> Task details
The exercise calls for a faithful copy of all the data.

--- Records for the task Enclosed Below ---

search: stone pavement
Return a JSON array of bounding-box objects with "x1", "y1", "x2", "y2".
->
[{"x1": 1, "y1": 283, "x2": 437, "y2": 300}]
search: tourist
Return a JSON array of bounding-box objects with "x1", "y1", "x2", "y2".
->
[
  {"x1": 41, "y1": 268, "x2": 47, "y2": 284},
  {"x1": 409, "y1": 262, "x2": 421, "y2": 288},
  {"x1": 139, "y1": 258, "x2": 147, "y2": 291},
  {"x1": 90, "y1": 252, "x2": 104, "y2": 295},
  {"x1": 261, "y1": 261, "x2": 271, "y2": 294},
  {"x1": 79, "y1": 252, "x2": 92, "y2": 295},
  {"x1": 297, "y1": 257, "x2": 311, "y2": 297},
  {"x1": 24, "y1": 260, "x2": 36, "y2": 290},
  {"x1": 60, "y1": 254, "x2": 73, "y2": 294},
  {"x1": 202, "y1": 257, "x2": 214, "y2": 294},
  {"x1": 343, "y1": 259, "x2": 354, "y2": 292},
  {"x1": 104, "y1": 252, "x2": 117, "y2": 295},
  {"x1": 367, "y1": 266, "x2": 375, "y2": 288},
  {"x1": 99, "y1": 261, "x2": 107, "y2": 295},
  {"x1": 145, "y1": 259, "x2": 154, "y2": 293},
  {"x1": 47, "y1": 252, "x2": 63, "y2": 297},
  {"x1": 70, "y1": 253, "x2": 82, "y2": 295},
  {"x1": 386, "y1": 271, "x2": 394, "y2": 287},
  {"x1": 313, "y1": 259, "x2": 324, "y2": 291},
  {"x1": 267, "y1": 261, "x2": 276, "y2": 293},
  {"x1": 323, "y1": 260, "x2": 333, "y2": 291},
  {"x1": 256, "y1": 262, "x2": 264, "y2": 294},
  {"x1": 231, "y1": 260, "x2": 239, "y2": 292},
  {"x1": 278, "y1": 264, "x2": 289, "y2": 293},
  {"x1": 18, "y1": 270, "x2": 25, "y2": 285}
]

--- End of Enclosed Records for the task ---

> Answer to this task
search: stone pavement
Return a JSON array of bounding-box objects with "x1", "y1", "x2", "y2".
->
[{"x1": 1, "y1": 283, "x2": 437, "y2": 300}]
search: tourist
Return a JSON array of bounding-box objects with "x1", "y1", "x2", "y2".
->
[
  {"x1": 41, "y1": 268, "x2": 47, "y2": 284},
  {"x1": 409, "y1": 262, "x2": 421, "y2": 288},
  {"x1": 139, "y1": 258, "x2": 147, "y2": 291},
  {"x1": 90, "y1": 252, "x2": 104, "y2": 295},
  {"x1": 261, "y1": 261, "x2": 271, "y2": 294},
  {"x1": 79, "y1": 252, "x2": 92, "y2": 295},
  {"x1": 297, "y1": 257, "x2": 311, "y2": 297},
  {"x1": 24, "y1": 260, "x2": 36, "y2": 290},
  {"x1": 60, "y1": 254, "x2": 73, "y2": 294},
  {"x1": 202, "y1": 257, "x2": 214, "y2": 294},
  {"x1": 343, "y1": 259, "x2": 354, "y2": 292},
  {"x1": 104, "y1": 252, "x2": 117, "y2": 295},
  {"x1": 367, "y1": 266, "x2": 375, "y2": 288},
  {"x1": 99, "y1": 261, "x2": 107, "y2": 295},
  {"x1": 145, "y1": 259, "x2": 154, "y2": 293},
  {"x1": 47, "y1": 252, "x2": 63, "y2": 297},
  {"x1": 70, "y1": 253, "x2": 82, "y2": 295},
  {"x1": 386, "y1": 271, "x2": 394, "y2": 287},
  {"x1": 313, "y1": 259, "x2": 324, "y2": 291},
  {"x1": 267, "y1": 261, "x2": 276, "y2": 293},
  {"x1": 323, "y1": 260, "x2": 333, "y2": 291},
  {"x1": 256, "y1": 262, "x2": 264, "y2": 294},
  {"x1": 231, "y1": 260, "x2": 239, "y2": 292},
  {"x1": 278, "y1": 264, "x2": 289, "y2": 293},
  {"x1": 18, "y1": 270, "x2": 25, "y2": 285}
]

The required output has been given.